## Your goal
Only those lines running from the line that contains "of the jagged" through the end of the material are to be written out, each exactly as shown.

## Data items
====

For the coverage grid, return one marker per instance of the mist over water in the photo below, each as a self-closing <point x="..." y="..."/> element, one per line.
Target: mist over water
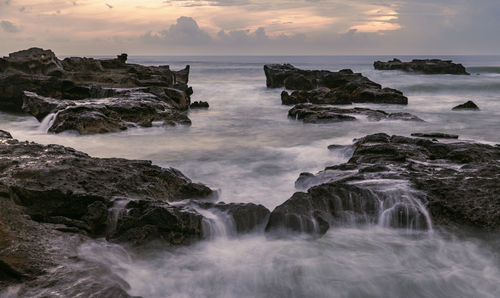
<point x="245" y="147"/>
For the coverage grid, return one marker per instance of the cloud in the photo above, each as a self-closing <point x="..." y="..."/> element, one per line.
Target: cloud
<point x="252" y="26"/>
<point x="9" y="27"/>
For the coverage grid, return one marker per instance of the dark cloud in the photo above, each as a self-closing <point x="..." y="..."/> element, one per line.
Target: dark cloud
<point x="9" y="27"/>
<point x="184" y="32"/>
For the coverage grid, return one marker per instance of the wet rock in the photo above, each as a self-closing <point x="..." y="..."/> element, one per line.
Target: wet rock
<point x="326" y="87"/>
<point x="247" y="217"/>
<point x="30" y="265"/>
<point x="320" y="95"/>
<point x="41" y="106"/>
<point x="437" y="135"/>
<point x="467" y="106"/>
<point x="60" y="185"/>
<point x="146" y="220"/>
<point x="425" y="66"/>
<point x="128" y="109"/>
<point x="199" y="105"/>
<point x="37" y="82"/>
<point x="311" y="113"/>
<point x="5" y="134"/>
<point x="401" y="182"/>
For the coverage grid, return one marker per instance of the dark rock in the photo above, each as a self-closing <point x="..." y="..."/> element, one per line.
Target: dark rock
<point x="311" y="113"/>
<point x="126" y="109"/>
<point x="37" y="82"/>
<point x="426" y="66"/>
<point x="60" y="185"/>
<point x="396" y="181"/>
<point x="40" y="106"/>
<point x="320" y="95"/>
<point x="146" y="220"/>
<point x="199" y="105"/>
<point x="5" y="134"/>
<point x="467" y="106"/>
<point x="437" y="135"/>
<point x="247" y="217"/>
<point x="326" y="87"/>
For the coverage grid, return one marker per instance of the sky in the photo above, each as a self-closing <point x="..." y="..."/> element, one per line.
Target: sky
<point x="252" y="27"/>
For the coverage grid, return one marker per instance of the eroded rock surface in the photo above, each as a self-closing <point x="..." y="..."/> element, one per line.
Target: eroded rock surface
<point x="469" y="105"/>
<point x="402" y="182"/>
<point x="54" y="196"/>
<point x="91" y="95"/>
<point x="425" y="66"/>
<point x="311" y="113"/>
<point x="322" y="86"/>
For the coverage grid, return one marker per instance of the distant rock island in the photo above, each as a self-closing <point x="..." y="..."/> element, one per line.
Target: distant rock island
<point x="90" y="95"/>
<point x="313" y="89"/>
<point x="425" y="66"/>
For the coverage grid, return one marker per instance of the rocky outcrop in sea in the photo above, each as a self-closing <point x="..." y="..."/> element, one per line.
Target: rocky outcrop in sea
<point x="424" y="66"/>
<point x="55" y="196"/>
<point x="400" y="182"/>
<point x="89" y="95"/>
<point x="323" y="86"/>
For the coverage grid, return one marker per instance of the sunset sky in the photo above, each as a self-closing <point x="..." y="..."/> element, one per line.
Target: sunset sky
<point x="259" y="27"/>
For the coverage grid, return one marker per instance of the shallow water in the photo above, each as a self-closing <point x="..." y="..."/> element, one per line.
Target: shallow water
<point x="246" y="147"/>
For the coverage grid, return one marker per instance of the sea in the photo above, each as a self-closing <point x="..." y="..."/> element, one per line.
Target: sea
<point x="245" y="147"/>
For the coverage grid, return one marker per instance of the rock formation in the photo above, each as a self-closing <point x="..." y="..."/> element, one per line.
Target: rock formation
<point x="393" y="181"/>
<point x="322" y="86"/>
<point x="425" y="66"/>
<point x="469" y="105"/>
<point x="312" y="113"/>
<point x="90" y="95"/>
<point x="57" y="196"/>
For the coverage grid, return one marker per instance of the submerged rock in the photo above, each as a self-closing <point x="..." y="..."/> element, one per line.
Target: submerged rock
<point x="199" y="105"/>
<point x="326" y="87"/>
<point x="63" y="186"/>
<point x="311" y="113"/>
<point x="437" y="135"/>
<point x="470" y="105"/>
<point x="425" y="66"/>
<point x="110" y="93"/>
<point x="399" y="182"/>
<point x="5" y="134"/>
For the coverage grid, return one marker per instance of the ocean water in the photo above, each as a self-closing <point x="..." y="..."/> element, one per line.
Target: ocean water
<point x="245" y="147"/>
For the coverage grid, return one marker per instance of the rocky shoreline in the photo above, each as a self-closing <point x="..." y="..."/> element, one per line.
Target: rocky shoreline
<point x="424" y="66"/>
<point x="54" y="198"/>
<point x="389" y="180"/>
<point x="315" y="90"/>
<point x="61" y="191"/>
<point x="91" y="96"/>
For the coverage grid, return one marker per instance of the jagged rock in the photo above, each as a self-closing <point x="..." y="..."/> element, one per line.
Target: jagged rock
<point x="470" y="105"/>
<point x="322" y="86"/>
<point x="394" y="181"/>
<point x="125" y="109"/>
<point x="310" y="113"/>
<point x="5" y="134"/>
<point x="320" y="95"/>
<point x="37" y="82"/>
<point x="247" y="217"/>
<point x="199" y="105"/>
<point x="437" y="135"/>
<point x="41" y="106"/>
<point x="63" y="186"/>
<point x="426" y="66"/>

====

## Solution below
For the coverage grid, return one marker per instance of the jagged rock in the photo above, each as a self-closing <point x="..." y="..."/> element, one per line.
Target: jagged rock
<point x="470" y="105"/>
<point x="322" y="86"/>
<point x="394" y="181"/>
<point x="125" y="109"/>
<point x="310" y="113"/>
<point x="5" y="134"/>
<point x="320" y="95"/>
<point x="37" y="82"/>
<point x="247" y="217"/>
<point x="199" y="105"/>
<point x="437" y="135"/>
<point x="41" y="106"/>
<point x="63" y="186"/>
<point x="426" y="66"/>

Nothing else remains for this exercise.